Records from a dataset
»»

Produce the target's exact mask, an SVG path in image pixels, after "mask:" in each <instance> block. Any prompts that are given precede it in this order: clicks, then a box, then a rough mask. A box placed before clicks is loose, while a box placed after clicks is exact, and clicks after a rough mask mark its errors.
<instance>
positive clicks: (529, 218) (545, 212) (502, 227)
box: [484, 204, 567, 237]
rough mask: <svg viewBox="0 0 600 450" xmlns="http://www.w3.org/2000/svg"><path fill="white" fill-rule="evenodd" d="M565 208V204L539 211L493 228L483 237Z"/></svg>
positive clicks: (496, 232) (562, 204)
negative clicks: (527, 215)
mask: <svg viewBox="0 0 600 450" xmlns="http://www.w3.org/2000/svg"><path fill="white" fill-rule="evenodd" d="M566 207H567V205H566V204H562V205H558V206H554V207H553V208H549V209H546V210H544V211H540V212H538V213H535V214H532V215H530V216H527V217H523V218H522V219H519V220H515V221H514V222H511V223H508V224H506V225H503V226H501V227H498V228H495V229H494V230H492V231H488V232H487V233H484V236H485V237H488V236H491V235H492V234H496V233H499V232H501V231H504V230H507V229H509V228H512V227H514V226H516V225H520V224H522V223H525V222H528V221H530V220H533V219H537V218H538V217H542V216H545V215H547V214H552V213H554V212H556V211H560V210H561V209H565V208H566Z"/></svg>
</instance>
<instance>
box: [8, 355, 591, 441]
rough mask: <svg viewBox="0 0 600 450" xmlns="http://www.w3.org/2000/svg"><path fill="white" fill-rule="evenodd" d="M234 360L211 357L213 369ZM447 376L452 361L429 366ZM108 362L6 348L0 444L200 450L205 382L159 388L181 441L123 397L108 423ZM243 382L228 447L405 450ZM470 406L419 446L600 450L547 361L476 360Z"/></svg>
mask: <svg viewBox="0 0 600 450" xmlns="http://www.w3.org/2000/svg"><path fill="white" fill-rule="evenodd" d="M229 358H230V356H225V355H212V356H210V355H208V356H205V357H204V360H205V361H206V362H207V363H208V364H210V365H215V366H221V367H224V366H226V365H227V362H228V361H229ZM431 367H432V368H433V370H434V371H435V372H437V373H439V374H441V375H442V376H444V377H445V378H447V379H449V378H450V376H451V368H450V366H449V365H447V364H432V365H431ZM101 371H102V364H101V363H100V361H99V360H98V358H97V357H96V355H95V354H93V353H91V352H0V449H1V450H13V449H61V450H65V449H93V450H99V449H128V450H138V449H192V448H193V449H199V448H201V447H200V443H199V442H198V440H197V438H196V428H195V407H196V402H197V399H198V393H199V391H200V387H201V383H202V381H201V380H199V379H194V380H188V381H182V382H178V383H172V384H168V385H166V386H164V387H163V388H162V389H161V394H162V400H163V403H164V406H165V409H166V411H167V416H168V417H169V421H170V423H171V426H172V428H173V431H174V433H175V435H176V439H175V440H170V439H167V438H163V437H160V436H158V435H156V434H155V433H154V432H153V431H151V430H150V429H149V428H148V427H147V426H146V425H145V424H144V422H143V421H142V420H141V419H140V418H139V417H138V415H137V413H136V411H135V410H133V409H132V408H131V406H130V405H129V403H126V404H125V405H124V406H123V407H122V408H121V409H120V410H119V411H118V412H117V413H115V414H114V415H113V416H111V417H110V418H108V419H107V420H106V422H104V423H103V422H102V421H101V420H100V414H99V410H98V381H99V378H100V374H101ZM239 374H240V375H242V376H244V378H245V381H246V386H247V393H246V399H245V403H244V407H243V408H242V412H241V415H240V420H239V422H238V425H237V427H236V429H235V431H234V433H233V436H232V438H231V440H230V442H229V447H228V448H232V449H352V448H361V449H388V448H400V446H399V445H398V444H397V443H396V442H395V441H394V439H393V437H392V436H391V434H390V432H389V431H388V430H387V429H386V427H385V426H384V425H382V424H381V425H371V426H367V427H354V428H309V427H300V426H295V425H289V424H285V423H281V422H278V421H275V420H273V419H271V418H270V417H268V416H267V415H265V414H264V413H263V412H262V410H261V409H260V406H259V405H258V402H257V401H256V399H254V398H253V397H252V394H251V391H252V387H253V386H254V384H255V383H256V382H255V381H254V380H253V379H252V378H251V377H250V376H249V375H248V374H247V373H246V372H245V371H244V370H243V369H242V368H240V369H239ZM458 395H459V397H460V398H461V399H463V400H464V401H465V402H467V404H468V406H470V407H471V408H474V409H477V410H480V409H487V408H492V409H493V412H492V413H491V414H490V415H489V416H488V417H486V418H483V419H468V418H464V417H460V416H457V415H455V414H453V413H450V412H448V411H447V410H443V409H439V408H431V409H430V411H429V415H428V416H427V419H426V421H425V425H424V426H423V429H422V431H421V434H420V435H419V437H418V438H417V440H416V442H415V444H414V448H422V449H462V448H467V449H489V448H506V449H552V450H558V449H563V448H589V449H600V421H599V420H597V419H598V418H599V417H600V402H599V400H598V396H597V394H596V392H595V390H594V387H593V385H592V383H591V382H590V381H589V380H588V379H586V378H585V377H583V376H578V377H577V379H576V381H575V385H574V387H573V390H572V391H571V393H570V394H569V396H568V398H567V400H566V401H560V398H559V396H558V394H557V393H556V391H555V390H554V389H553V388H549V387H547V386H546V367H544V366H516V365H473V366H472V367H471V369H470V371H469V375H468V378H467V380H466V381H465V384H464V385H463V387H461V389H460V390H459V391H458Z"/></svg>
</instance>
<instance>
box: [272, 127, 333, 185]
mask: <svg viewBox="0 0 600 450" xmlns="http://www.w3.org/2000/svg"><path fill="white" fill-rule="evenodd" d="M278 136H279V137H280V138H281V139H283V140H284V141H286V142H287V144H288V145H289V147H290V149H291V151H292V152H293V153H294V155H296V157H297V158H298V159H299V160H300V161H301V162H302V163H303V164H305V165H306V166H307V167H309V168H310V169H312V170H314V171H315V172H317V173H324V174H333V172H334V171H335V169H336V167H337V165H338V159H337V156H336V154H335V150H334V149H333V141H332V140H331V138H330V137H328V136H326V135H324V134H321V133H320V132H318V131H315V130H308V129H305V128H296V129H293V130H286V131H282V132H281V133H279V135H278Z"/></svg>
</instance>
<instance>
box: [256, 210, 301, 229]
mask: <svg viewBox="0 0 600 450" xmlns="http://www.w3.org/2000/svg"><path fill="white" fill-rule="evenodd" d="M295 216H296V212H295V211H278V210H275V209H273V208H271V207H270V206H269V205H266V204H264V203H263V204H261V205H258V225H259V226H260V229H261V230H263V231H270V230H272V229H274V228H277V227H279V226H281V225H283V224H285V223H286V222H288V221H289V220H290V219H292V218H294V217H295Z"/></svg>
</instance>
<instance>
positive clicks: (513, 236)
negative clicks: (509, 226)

««

HOW TO COMPLETE THIS TASK: The records above are to be given again in full, word for word.

RESULT OF THIS TASK:
Produce the target's exact mask, an SVG path in image pixels, after "mask:" in each <instance> block. Any prompts that are given precede it in this order: clicks, then a box, then a rough mask. A box placed before clicks is loose, while a box placed after clicks is exact, and clicks after a rough mask mark its errors.
<instance>
positive clicks: (529, 218) (545, 212) (502, 227)
box: [484, 204, 567, 237]
rough mask: <svg viewBox="0 0 600 450" xmlns="http://www.w3.org/2000/svg"><path fill="white" fill-rule="evenodd" d="M565 208V204L539 211L493 228L483 237Z"/></svg>
positive clicks: (496, 232) (562, 204)
negative clicks: (527, 215)
mask: <svg viewBox="0 0 600 450" xmlns="http://www.w3.org/2000/svg"><path fill="white" fill-rule="evenodd" d="M566 207H567V205H566V204H562V205H558V206H554V207H553V208H549V209H546V210H544V211H540V212H538V213H535V214H532V215H530V216H527V217H523V218H522V219H519V220H515V221H514V222H511V223H508V224H506V225H503V226H501V227H498V228H495V229H494V230H492V231H488V232H487V233H484V236H485V237H488V236H491V235H492V234H496V233H499V232H501V231H504V230H507V229H509V228H512V227H514V226H516V225H520V224H522V223H525V222H528V221H530V220H533V219H537V218H538V217H542V216H545V215H547V214H552V213H554V212H556V211H560V210H561V209H565V208H566Z"/></svg>
</instance>
<instance>
box: [8, 355, 591, 441]
rough mask: <svg viewBox="0 0 600 450" xmlns="http://www.w3.org/2000/svg"><path fill="white" fill-rule="evenodd" d="M234 360L211 357L213 369ZM447 376L452 361L429 366ZM108 362L6 348L0 444L200 450L205 382L159 388L181 441L123 397L108 423ZM243 382L228 447L405 450ZM470 406L419 446L600 450L547 361L476 360Z"/></svg>
mask: <svg viewBox="0 0 600 450" xmlns="http://www.w3.org/2000/svg"><path fill="white" fill-rule="evenodd" d="M229 358H230V356H225V355H212V356H210V355H208V356H205V357H204V360H205V361H206V362H207V363H208V364H210V365H215V366H221V367H224V366H226V365H227V362H228V361H229ZM431 367H432V368H433V370H434V371H435V372H437V373H439V374H441V375H442V376H444V377H445V378H447V379H449V378H450V376H451V368H450V366H449V365H447V364H432V365H431ZM101 371H102V364H101V363H100V361H99V360H98V358H97V357H96V355H95V354H93V353H91V352H0V449H1V450H13V449H61V450H65V449H93V450H99V449H128V450H138V449H192V448H193V449H199V448H201V447H200V443H199V442H198V440H197V438H196V428H195V407H196V402H197V399H198V393H199V391H200V387H201V383H202V381H201V380H199V379H194V380H188V381H182V382H178V383H172V384H168V385H166V386H164V387H163V388H162V389H161V394H162V400H163V403H164V406H165V409H166V411H167V416H168V417H169V421H170V423H171V426H172V428H173V431H174V433H175V435H176V439H175V440H170V439H167V438H163V437H160V436H158V435H156V434H155V433H154V432H153V431H151V430H150V429H149V428H148V427H147V426H146V425H145V424H144V422H143V421H142V420H141V419H140V418H139V417H138V415H137V413H136V411H135V410H133V409H132V408H131V406H130V405H129V403H126V404H125V405H124V406H123V407H122V408H121V409H120V410H119V411H118V412H117V413H115V414H114V415H113V416H111V417H110V418H108V419H107V420H106V422H104V423H103V422H102V421H101V420H100V414H99V410H98V381H99V378H100V374H101ZM239 374H240V375H242V376H244V378H245V381H246V386H247V393H246V399H245V403H244V407H243V408H242V412H241V415H240V420H239V422H238V425H237V427H236V429H235V431H234V433H233V436H232V438H231V440H230V442H229V447H228V448H232V449H352V448H361V449H388V448H400V446H399V445H398V444H397V443H396V442H395V441H394V439H393V437H392V436H391V434H390V432H389V431H388V430H387V429H386V427H385V426H384V425H382V424H381V425H371V426H367V427H354V428H309V427H300V426H295V425H289V424H285V423H281V422H278V421H275V420H273V419H271V418H270V417H268V416H267V415H265V414H264V413H263V412H262V410H261V409H260V406H259V405H258V402H257V401H256V399H254V398H253V397H252V394H251V391H252V387H253V386H254V384H255V383H256V382H255V381H254V380H253V379H252V378H251V377H250V376H249V375H248V374H247V373H246V372H245V371H244V370H243V369H242V368H240V369H239ZM458 395H459V397H460V398H461V399H463V400H464V401H465V402H467V404H468V406H470V407H471V408H474V409H477V410H480V409H487V408H492V409H493V412H492V413H491V414H490V415H489V416H488V417H486V418H483V419H468V418H464V417H460V416H457V415H455V414H453V413H450V412H448V411H447V410H443V409H439V408H431V409H430V411H429V415H428V416H427V419H426V421H425V425H424V426H423V429H422V431H421V434H420V435H419V437H418V438H417V440H416V442H415V444H414V448H422V449H462V448H467V449H489V448H506V449H552V450H558V449H563V448H589V449H600V421H599V420H597V419H598V418H599V417H600V402H599V400H598V396H597V394H596V392H595V390H594V387H593V385H592V383H591V382H590V381H589V380H588V379H586V378H585V377H583V376H578V377H577V379H576V381H575V385H574V387H573V390H572V391H571V393H570V394H569V396H568V398H567V400H566V401H560V398H559V396H558V394H557V393H556V391H555V390H554V389H553V388H549V387H547V386H546V367H544V366H516V365H473V366H472V367H471V369H470V371H469V375H468V378H467V380H466V381H465V384H464V385H463V387H461V389H460V390H459V391H458Z"/></svg>
</instance>
<instance>
box: [272, 127, 333, 185]
mask: <svg viewBox="0 0 600 450" xmlns="http://www.w3.org/2000/svg"><path fill="white" fill-rule="evenodd" d="M278 136H279V137H280V138H281V139H283V140H284V141H286V142H287V144H288V145H289V147H290V149H291V151H292V152H293V153H294V155H296V157H297V158H298V159H299V160H300V161H301V162H302V163H303V164H305V165H306V166H307V167H309V168H310V169H312V170H314V171H315V172H317V173H324V174H333V172H334V171H335V169H336V167H337V165H338V159H337V156H336V154H335V150H334V149H333V141H332V140H331V138H330V137H328V136H326V135H324V134H321V133H320V132H318V131H315V130H308V129H305V128H296V129H293V130H286V131H282V132H281V133H279V135H278Z"/></svg>
</instance>
<instance>
box: [256, 210, 301, 229]
mask: <svg viewBox="0 0 600 450" xmlns="http://www.w3.org/2000/svg"><path fill="white" fill-rule="evenodd" d="M295 216H296V212H295V211H278V210H275V209H273V208H271V207H270V206H269V205H266V204H264V203H263V204H261V205H258V225H259V226H260V229H261V230H263V231H270V230H272V229H274V228H277V227H279V226H281V225H283V224H285V223H286V222H288V221H289V220H290V219H292V218H294V217H295Z"/></svg>
</instance>
<instance>
positive clicks: (513, 236)
negative clicks: (509, 226)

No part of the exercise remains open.